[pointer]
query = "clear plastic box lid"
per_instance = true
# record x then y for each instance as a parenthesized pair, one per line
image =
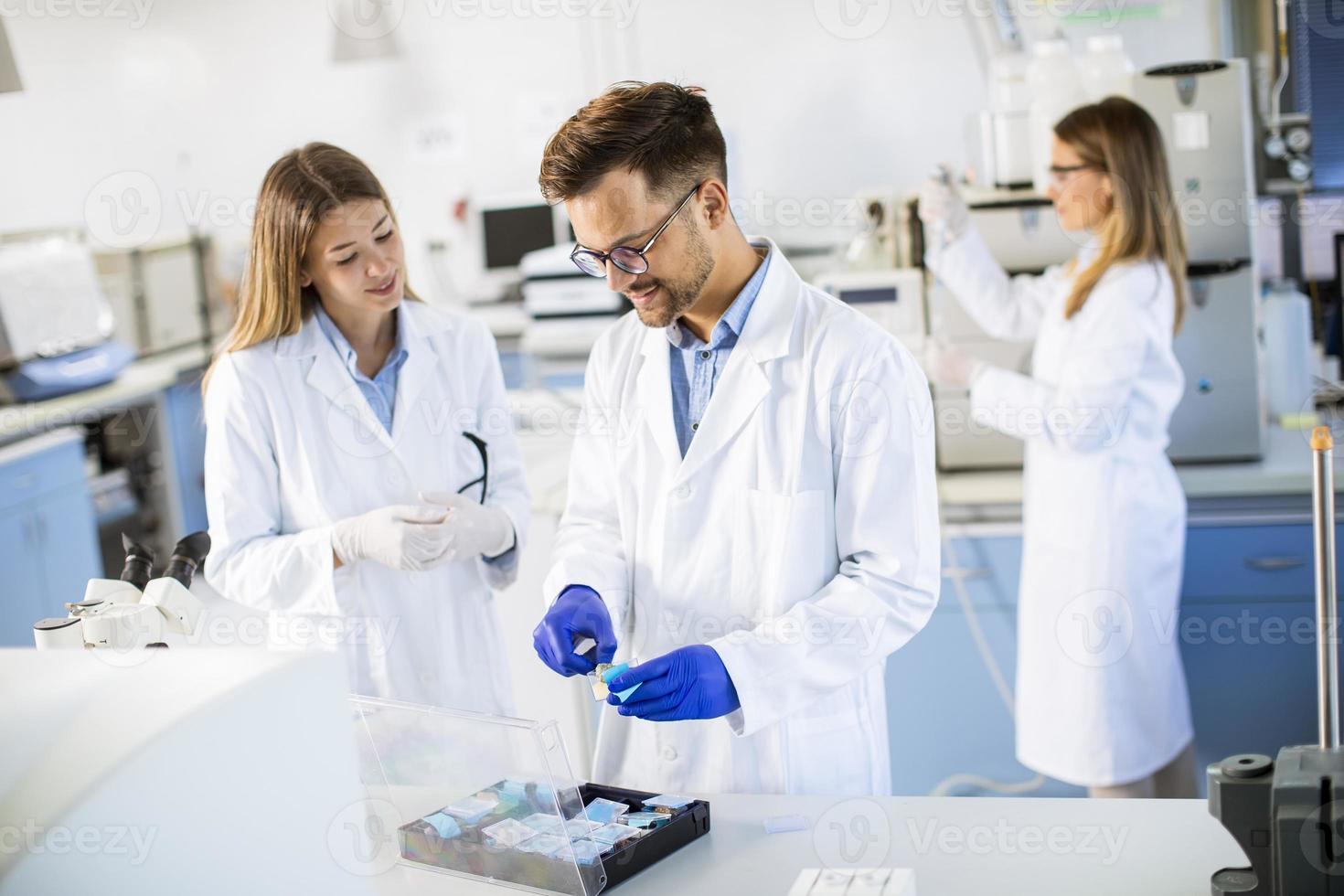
(476, 795)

WHAT TO DO → Recast the records as a Markdown table with the columns "Row" and "Text": one row per line, numbered in order, with blank lines skipped. Leave the pictures out of the table.

TASK OUTPUT →
| Row | Text |
|---|---|
| 1 | [pointer] |
| 2 | query = "clear plastic box lid" |
| 3 | per_instance = true |
| 4 | # record x then y for each instance as a parenthesized pair, one per line |
| 5 | image = |
| 6 | (476, 795) |